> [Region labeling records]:

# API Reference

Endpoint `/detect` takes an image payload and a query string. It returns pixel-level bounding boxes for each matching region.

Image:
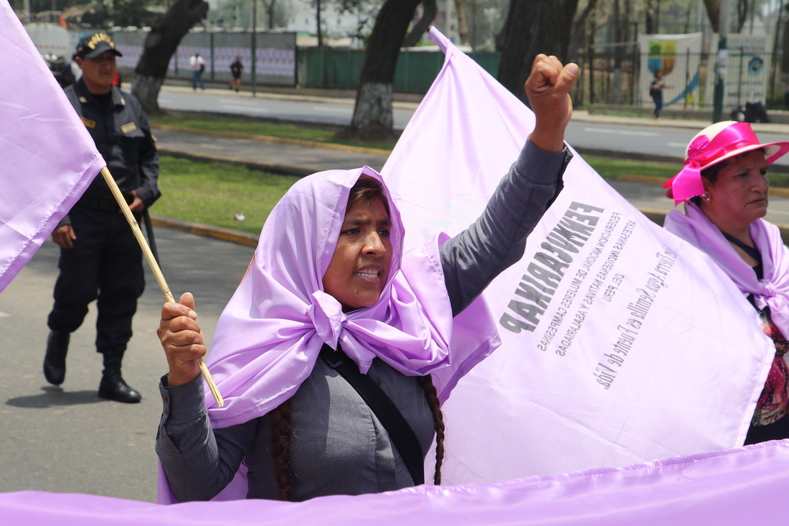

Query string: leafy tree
[343,0,420,139]
[132,0,208,114]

> [Task to carry out]: Write out every row above word for word, but leave the pictures out.

> [Expected answer]:
# API Reference

Endpoint `/detect` takes an image payload and a query string. It returns pixel-level bounding boxes for each matching region.

Image:

Query string: leafy tree
[343,0,420,139]
[132,0,208,114]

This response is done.